== Text provided ==
The lid member 3 is made from a ferrous metal such as carbon steel or the like, and a plated layer of nickel or the like is deposited over its entire exterior surface and over its entire interior surface. This lid member 3 has a hat shape, and includes a disk shaped peripheral flange part 3a contacted to the diaphragm 37 and a head portion 3b that projects upwards from this peripheral part 3a. An aperture 3c is formed in the head portion 3b. This aperture 3c is for allowing gas that has been generated internally to the cell to vent and escape to the exterior, when the pressure of this gas internal to the cell has ruptured the diaphragm 37 as described above.

It should be understood that, if the lid member is made from a ferrous metal, then, when joining this cylindrical secondary cell in series with another cylindrical secondary cell of the same type that is also made from a ferrous metal, it is possible to join them together by spot welding.

== Written request A ==
Collect every line of the listing that contains the string "rugged".
The text and the listing after it come from unrelated sources.

== Excerpted records ==
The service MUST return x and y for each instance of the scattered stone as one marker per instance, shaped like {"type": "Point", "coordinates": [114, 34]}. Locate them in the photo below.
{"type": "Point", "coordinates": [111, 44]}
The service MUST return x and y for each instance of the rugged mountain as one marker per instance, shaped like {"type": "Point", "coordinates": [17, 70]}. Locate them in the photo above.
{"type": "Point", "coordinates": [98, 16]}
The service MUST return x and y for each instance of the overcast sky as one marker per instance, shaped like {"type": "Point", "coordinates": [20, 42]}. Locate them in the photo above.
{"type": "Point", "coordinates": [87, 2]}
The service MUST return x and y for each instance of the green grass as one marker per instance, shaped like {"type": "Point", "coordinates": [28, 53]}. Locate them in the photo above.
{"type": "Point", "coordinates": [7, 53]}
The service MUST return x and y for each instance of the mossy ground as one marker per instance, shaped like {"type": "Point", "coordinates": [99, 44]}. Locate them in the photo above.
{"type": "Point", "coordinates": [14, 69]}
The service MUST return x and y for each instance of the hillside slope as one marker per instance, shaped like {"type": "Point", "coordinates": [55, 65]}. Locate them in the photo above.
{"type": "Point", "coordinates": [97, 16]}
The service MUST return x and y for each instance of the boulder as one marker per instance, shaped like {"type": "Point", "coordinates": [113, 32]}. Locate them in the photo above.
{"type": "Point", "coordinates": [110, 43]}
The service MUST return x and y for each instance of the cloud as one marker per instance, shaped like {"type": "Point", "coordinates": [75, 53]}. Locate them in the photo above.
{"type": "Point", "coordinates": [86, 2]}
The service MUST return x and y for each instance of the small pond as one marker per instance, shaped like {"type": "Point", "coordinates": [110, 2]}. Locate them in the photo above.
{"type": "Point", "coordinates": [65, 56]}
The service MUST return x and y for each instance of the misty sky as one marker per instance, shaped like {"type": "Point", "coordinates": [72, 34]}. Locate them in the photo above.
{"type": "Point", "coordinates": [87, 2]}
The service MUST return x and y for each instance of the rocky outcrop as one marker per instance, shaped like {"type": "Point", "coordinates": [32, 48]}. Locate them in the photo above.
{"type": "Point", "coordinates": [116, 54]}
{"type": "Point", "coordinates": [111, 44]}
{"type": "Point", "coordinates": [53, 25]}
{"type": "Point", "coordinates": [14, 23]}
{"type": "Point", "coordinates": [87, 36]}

== Written request B ==
In the lid member text above, what purpose does the aperture 3c in the head portion serve? Answer in one to three sentences.

== Reply A ==
The service MUST return x and y for each instance of the rugged mountain as one marker per instance, shaped like {"type": "Point", "coordinates": [17, 70]}. Locate them in the photo above.

== Reply B ==
The aperture 3c lets gas generated inside the cell vent and escape to the exterior. This happens after the pressure of that gas has ruptured the diaphragm 37.